--- Start Material ---

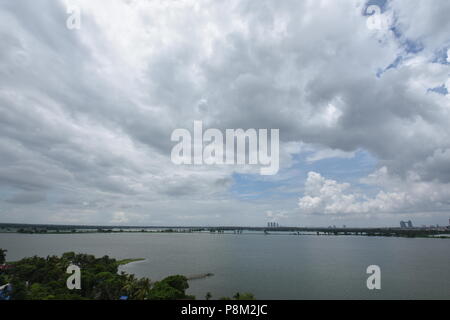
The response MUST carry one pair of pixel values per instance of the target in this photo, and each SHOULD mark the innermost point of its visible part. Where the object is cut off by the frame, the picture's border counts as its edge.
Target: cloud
(86, 115)
(324, 196)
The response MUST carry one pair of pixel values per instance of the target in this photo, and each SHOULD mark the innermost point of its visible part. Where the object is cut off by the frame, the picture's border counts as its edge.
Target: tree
(3, 256)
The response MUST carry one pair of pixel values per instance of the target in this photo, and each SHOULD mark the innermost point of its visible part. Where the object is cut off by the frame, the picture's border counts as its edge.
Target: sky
(358, 91)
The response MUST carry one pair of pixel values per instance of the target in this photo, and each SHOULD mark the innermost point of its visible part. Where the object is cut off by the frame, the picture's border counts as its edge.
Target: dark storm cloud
(86, 115)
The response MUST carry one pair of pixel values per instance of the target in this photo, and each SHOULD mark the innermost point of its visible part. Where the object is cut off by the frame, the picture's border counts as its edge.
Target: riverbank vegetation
(38, 278)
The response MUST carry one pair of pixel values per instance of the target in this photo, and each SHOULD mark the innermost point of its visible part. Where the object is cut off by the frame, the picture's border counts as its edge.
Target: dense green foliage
(37, 278)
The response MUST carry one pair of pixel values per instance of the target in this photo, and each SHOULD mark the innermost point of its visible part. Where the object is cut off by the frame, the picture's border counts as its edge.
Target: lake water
(270, 267)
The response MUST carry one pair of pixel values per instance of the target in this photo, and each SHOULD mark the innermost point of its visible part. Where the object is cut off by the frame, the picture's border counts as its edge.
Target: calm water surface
(270, 267)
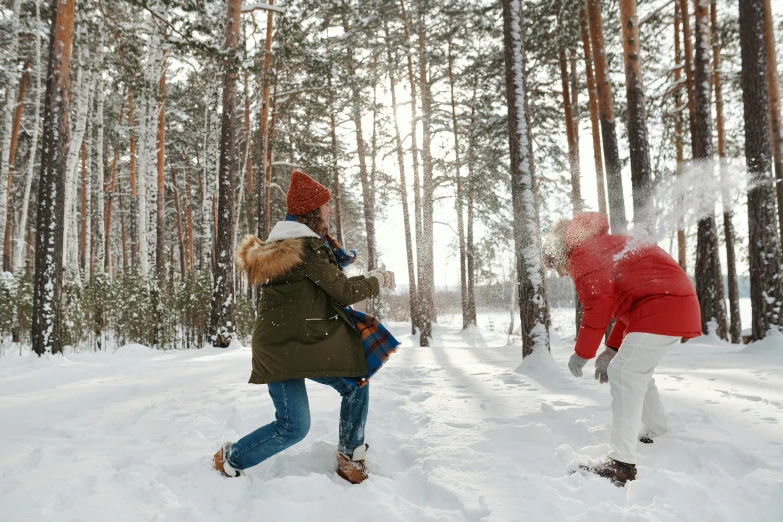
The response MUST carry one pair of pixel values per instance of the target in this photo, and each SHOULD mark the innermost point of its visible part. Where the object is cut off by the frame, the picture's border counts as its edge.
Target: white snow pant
(635, 397)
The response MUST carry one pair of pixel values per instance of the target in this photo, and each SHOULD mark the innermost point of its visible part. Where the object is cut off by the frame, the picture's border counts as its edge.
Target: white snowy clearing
(456, 431)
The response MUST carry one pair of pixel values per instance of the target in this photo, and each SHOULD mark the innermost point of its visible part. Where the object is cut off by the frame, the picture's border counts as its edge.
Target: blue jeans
(292, 421)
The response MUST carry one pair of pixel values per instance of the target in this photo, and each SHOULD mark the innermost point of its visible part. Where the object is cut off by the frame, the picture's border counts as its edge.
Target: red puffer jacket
(639, 285)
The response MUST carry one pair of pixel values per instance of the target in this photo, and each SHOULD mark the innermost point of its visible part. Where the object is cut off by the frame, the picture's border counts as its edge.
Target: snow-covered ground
(458, 431)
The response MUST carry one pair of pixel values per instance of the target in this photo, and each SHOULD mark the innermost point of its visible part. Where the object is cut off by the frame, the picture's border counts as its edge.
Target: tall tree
(641, 174)
(774, 107)
(8, 113)
(735, 324)
(223, 320)
(592, 103)
(533, 310)
(458, 182)
(134, 227)
(22, 229)
(263, 185)
(412, 295)
(160, 243)
(98, 182)
(682, 255)
(614, 180)
(361, 151)
(427, 260)
(766, 285)
(709, 278)
(47, 290)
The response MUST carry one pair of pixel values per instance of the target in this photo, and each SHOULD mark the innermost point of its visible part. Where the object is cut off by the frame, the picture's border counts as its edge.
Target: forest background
(180, 123)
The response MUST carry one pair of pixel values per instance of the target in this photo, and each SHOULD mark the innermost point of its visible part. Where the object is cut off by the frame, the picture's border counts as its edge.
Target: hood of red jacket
(583, 227)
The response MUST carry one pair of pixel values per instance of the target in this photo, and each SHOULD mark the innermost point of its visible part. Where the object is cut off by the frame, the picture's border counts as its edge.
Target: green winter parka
(302, 329)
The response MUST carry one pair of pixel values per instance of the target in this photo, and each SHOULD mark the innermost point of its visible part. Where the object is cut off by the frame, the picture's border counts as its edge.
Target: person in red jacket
(654, 306)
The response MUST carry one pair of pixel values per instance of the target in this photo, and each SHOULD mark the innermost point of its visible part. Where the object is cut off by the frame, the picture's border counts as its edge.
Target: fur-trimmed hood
(283, 250)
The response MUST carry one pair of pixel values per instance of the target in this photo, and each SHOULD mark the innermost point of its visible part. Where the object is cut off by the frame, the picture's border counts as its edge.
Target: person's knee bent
(613, 370)
(296, 429)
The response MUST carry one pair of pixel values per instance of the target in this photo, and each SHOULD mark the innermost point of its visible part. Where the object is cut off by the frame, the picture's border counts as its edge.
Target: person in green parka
(302, 331)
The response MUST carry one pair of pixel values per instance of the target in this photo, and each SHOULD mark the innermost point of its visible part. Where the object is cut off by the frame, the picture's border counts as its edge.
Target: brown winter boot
(352, 468)
(618, 472)
(220, 462)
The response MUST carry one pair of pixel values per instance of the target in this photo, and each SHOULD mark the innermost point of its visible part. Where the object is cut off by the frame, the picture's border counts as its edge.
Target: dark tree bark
(426, 260)
(682, 256)
(47, 289)
(364, 179)
(469, 247)
(413, 301)
(263, 189)
(17, 125)
(735, 324)
(134, 220)
(110, 208)
(766, 286)
(160, 244)
(458, 181)
(774, 107)
(223, 320)
(533, 309)
(641, 174)
(592, 102)
(336, 189)
(709, 278)
(573, 156)
(614, 179)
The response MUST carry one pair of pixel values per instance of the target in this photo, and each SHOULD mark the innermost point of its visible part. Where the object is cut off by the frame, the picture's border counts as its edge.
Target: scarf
(377, 341)
(378, 344)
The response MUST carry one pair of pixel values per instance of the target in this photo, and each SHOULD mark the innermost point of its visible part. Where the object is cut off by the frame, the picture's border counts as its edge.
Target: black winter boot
(645, 439)
(618, 472)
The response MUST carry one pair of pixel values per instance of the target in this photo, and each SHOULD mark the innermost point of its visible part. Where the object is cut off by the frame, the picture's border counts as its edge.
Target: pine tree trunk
(263, 190)
(427, 274)
(766, 286)
(417, 221)
(735, 323)
(774, 108)
(336, 189)
(534, 314)
(8, 115)
(178, 210)
(356, 114)
(71, 241)
(614, 179)
(98, 181)
(110, 208)
(133, 205)
(592, 103)
(709, 278)
(223, 321)
(7, 252)
(571, 139)
(463, 276)
(22, 230)
(47, 305)
(682, 254)
(160, 243)
(469, 247)
(123, 237)
(190, 258)
(251, 187)
(641, 175)
(412, 295)
(83, 219)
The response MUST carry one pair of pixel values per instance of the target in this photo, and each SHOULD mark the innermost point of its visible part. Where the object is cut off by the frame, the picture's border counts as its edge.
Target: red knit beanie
(305, 194)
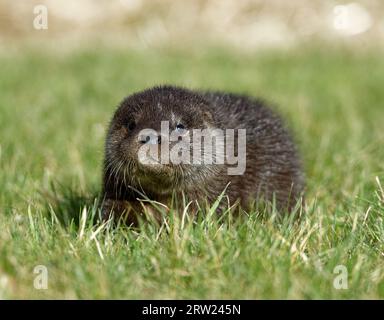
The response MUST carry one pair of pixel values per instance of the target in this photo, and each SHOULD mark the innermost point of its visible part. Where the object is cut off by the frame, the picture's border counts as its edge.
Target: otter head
(150, 144)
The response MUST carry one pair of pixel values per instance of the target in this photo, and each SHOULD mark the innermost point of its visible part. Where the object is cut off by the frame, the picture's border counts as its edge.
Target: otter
(272, 169)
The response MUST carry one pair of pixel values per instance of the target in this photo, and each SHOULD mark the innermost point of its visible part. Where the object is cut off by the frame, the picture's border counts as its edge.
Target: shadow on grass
(67, 204)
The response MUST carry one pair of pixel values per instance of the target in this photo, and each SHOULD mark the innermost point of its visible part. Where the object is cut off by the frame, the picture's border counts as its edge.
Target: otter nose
(150, 139)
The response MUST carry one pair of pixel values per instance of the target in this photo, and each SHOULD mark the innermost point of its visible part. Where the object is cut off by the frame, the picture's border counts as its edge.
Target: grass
(54, 111)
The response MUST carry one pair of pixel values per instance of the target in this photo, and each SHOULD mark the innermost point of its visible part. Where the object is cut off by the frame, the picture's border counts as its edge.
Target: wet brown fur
(273, 168)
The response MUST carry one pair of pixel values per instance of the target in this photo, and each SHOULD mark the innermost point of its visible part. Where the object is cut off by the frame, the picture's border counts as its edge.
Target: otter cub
(271, 169)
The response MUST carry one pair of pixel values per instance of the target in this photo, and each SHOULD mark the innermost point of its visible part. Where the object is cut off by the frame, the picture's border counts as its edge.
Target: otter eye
(131, 125)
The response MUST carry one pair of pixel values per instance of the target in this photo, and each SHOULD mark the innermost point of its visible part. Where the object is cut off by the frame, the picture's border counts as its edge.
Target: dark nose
(152, 139)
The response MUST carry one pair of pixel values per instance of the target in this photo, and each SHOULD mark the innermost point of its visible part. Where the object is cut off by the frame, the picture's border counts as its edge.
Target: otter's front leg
(129, 211)
(126, 210)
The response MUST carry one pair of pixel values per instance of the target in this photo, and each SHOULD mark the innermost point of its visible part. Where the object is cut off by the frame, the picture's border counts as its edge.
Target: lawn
(55, 107)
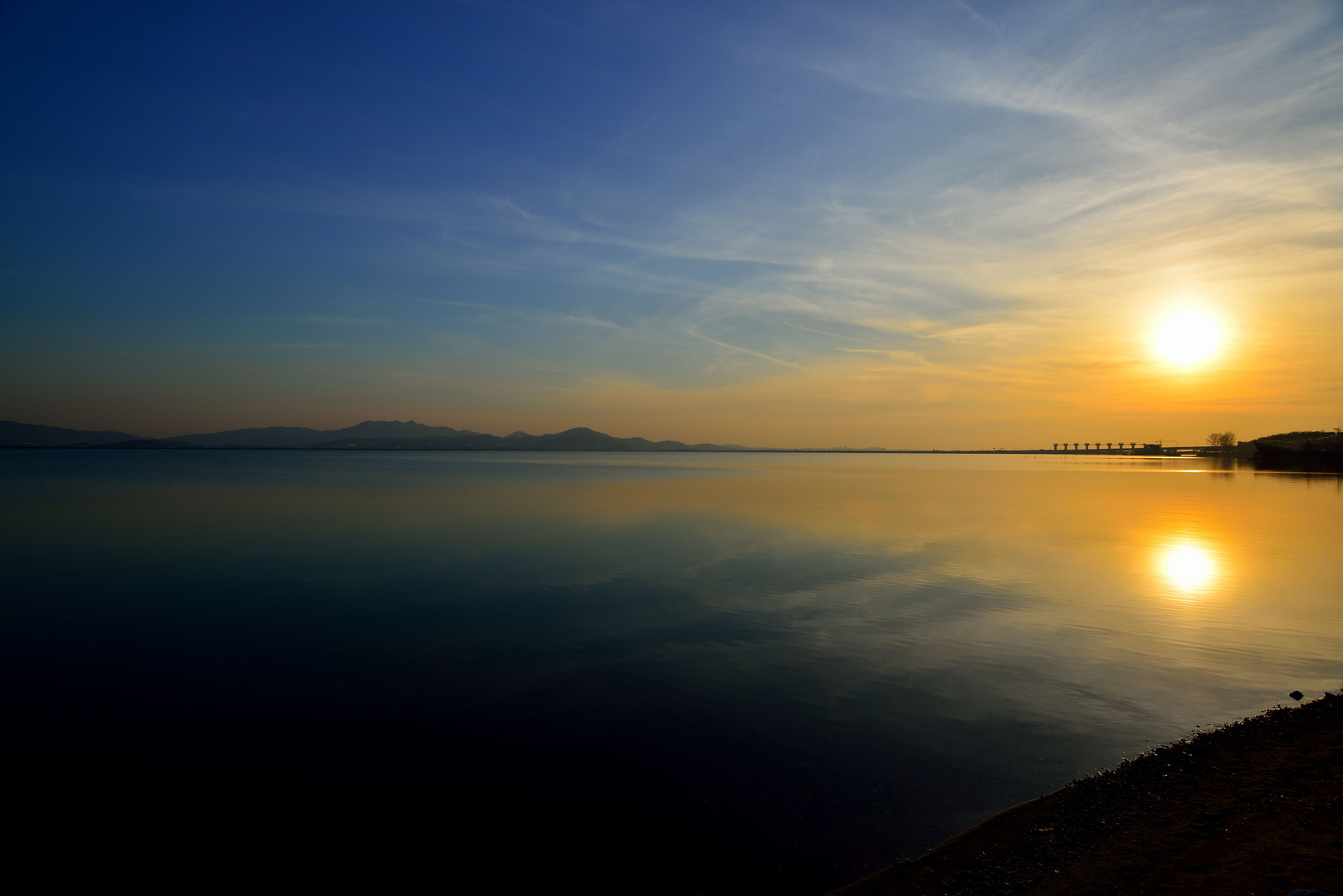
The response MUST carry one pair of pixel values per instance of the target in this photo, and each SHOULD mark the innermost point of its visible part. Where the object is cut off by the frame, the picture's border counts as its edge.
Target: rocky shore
(1248, 809)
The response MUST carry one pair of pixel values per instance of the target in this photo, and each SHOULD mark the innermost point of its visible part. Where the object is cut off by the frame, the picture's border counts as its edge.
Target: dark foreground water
(652, 674)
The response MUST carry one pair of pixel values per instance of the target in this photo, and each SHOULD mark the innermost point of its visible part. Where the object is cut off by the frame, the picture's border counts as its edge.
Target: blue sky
(777, 223)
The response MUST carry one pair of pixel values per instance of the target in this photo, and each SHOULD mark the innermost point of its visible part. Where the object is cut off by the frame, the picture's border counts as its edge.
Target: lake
(716, 674)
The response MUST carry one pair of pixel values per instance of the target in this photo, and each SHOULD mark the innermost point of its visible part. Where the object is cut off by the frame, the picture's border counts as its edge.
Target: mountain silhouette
(367, 436)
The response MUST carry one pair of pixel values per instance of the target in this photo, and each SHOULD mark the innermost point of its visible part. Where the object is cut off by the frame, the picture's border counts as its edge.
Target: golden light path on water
(1190, 570)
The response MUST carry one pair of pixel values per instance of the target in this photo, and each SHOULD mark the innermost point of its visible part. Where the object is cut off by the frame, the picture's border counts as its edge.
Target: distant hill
(367, 436)
(34, 436)
(1292, 438)
(578, 440)
(304, 437)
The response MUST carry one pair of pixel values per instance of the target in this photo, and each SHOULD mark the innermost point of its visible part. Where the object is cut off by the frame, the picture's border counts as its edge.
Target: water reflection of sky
(858, 655)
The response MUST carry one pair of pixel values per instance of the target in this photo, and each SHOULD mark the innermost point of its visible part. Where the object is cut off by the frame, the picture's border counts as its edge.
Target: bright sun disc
(1188, 338)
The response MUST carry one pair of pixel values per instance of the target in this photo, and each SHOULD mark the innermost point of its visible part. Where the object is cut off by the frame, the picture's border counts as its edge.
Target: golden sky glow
(994, 230)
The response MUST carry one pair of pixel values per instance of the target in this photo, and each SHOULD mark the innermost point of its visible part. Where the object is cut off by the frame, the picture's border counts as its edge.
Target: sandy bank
(1252, 807)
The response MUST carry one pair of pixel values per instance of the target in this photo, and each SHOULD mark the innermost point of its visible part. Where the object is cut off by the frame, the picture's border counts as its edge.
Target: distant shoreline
(579, 450)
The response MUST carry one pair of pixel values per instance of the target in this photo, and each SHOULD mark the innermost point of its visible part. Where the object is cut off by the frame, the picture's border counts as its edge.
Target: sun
(1188, 338)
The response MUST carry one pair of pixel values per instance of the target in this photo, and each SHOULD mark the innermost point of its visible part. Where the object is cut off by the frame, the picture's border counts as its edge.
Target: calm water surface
(743, 674)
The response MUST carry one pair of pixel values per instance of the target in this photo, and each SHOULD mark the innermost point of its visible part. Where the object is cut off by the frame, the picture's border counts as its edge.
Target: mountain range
(369, 434)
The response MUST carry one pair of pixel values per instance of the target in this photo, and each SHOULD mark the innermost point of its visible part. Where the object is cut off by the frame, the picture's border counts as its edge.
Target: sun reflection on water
(1189, 568)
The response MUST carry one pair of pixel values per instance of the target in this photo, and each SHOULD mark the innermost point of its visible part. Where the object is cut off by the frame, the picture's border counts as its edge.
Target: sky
(900, 225)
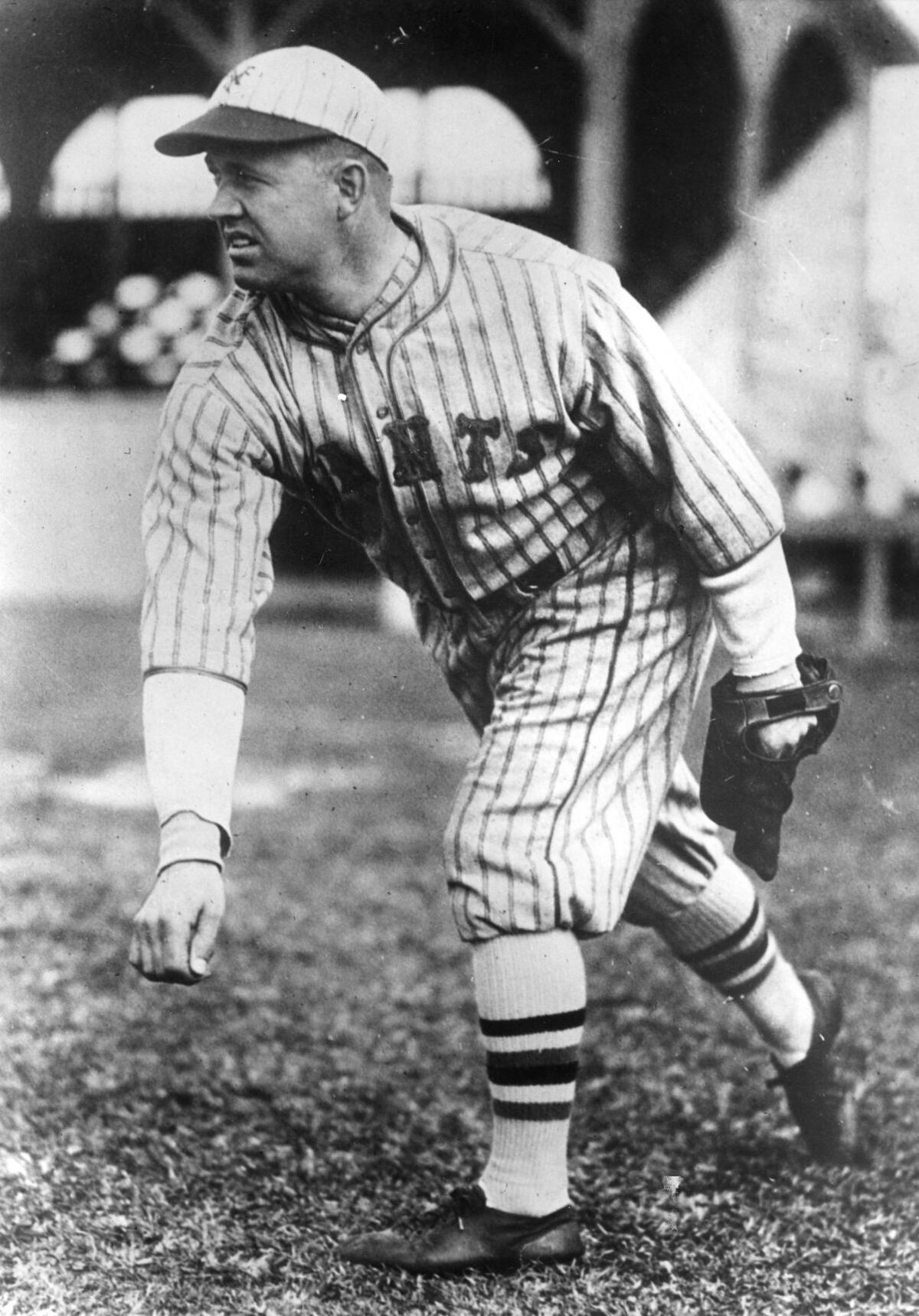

--- End Material ---

▸ Aim of the task: Copy out every line in the records above that contains the word "person".

▸ Answer to this exercise:
Target: person in red jacket
Target: person's knee bent
Target: person in green parka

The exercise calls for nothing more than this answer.